*How to complete this task*.
In the records below, pick out all lines containing the word "pole".

━━━━

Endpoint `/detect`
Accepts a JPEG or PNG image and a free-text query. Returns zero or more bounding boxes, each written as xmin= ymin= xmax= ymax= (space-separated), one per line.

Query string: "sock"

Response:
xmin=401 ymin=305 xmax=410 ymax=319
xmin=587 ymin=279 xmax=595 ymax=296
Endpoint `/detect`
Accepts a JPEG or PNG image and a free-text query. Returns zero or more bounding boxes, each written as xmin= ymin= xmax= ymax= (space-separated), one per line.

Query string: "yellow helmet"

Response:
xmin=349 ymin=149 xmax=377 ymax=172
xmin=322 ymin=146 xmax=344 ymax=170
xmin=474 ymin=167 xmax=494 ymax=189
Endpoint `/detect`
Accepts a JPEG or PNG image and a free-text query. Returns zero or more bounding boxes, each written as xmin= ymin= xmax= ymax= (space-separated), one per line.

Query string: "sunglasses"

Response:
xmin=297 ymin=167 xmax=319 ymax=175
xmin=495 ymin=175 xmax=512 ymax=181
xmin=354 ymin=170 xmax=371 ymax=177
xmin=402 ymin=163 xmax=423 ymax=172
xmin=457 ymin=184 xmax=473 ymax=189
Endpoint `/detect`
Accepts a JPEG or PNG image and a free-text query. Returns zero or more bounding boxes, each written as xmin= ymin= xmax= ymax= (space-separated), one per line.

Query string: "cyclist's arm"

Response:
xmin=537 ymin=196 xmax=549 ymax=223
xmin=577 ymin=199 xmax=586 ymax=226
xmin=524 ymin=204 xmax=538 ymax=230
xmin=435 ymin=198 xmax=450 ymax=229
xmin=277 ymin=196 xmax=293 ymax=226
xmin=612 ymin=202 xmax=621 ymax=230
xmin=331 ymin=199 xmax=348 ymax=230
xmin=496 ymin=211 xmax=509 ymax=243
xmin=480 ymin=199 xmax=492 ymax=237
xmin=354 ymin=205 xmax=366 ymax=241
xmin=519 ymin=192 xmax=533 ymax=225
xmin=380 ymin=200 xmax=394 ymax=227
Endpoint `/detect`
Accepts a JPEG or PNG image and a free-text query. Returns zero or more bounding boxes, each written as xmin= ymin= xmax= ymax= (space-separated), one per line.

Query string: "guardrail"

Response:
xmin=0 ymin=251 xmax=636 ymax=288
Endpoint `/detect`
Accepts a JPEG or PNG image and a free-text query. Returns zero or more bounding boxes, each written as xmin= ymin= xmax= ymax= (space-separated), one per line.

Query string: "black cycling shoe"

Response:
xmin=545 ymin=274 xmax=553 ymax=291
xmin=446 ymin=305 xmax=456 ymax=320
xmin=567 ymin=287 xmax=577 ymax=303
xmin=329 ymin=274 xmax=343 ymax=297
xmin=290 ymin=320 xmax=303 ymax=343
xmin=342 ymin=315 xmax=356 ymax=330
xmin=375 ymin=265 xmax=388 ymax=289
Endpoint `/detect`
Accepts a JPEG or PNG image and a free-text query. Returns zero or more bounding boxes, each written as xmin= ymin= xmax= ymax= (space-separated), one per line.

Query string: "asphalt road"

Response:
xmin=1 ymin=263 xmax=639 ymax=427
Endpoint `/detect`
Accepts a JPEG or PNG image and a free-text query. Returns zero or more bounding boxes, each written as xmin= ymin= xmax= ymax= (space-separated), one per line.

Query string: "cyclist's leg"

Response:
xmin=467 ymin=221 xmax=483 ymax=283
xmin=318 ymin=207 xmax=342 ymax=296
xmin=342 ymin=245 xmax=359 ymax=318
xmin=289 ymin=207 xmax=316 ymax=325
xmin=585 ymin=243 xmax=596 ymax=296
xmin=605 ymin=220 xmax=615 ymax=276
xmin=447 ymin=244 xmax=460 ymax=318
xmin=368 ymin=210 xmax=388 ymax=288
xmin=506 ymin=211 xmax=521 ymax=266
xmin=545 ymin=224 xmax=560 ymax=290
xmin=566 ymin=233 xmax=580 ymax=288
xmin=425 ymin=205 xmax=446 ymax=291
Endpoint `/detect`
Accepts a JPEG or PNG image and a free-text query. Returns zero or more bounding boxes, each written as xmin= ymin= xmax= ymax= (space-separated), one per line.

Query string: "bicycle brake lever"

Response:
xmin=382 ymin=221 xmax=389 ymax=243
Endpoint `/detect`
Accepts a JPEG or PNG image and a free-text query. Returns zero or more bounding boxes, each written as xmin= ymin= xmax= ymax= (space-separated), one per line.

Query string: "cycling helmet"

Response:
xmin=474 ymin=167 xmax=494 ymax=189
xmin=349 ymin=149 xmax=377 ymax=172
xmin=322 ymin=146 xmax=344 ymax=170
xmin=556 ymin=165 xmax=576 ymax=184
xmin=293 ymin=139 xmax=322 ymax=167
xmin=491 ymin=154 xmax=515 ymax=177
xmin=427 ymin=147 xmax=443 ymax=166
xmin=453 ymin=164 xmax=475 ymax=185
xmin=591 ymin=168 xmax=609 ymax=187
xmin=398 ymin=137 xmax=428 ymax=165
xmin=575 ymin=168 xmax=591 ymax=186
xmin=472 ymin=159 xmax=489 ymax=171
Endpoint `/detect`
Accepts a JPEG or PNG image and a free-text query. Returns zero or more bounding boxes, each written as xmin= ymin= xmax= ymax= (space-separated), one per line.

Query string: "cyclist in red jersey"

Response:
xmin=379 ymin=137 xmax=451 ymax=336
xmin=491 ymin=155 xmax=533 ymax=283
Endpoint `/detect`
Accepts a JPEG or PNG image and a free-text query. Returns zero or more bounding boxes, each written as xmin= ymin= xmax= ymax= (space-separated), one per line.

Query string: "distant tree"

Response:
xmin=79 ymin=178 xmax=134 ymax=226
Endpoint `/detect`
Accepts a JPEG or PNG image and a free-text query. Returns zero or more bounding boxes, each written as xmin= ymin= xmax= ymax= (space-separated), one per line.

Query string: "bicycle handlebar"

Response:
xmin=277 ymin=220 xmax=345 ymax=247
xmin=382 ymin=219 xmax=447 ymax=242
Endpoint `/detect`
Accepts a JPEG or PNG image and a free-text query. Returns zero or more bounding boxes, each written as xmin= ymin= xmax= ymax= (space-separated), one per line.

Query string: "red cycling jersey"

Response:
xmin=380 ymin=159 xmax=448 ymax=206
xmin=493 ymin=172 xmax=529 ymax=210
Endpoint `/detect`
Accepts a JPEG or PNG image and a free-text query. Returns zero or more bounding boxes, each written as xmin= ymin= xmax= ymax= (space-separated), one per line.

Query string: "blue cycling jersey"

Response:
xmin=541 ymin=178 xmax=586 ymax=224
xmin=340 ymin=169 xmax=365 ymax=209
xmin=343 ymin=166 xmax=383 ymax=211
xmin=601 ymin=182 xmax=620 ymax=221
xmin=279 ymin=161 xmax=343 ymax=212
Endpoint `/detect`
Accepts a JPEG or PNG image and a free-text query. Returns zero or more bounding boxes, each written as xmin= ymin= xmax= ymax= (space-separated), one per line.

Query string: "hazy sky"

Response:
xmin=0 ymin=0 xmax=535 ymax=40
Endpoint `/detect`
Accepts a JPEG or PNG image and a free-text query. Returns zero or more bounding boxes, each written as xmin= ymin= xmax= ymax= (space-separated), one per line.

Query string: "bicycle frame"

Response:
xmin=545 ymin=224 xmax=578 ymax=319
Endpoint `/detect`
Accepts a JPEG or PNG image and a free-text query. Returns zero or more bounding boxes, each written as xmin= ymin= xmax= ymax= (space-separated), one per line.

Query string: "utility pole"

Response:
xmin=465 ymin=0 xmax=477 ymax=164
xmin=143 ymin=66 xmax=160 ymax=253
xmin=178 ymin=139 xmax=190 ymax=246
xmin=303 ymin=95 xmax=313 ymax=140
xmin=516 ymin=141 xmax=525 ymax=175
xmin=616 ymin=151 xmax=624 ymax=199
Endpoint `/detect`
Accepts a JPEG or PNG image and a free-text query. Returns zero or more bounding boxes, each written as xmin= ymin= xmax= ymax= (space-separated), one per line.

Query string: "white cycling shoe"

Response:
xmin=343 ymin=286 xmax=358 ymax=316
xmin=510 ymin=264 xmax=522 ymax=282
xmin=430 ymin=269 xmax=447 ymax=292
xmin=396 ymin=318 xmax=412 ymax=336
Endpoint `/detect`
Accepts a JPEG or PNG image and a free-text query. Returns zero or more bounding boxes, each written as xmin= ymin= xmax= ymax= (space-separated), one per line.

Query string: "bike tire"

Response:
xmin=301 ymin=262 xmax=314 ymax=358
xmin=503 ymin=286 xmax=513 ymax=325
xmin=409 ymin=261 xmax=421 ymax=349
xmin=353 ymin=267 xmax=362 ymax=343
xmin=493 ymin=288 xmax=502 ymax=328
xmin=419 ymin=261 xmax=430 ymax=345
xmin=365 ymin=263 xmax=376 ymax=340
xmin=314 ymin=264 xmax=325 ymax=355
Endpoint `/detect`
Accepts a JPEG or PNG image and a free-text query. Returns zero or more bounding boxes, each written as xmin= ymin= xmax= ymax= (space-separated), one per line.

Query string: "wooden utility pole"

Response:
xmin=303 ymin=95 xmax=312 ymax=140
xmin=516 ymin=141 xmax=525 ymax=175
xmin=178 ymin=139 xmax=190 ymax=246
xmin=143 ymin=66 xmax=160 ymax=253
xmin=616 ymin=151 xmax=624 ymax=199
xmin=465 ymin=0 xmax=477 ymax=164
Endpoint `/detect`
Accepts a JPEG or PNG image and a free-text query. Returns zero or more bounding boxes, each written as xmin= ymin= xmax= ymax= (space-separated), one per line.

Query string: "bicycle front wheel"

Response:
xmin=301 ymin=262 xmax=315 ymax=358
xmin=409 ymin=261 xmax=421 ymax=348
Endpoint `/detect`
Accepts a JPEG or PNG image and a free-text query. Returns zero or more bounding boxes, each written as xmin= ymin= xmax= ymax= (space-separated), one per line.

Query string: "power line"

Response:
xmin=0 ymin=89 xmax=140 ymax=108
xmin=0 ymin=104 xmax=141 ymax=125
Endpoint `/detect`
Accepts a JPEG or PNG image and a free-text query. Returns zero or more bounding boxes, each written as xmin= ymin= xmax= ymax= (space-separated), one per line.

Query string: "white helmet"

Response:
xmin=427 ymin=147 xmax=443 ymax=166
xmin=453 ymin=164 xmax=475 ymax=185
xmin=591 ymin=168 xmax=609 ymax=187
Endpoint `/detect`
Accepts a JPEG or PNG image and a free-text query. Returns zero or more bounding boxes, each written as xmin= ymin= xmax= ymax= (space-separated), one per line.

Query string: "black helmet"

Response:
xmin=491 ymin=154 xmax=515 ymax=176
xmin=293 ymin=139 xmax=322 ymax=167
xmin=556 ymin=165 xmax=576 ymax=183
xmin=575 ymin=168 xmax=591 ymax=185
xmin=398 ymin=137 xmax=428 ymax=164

━━━━

*Response*.
Query string: "utility pole"
Query string: "wooden utility pole"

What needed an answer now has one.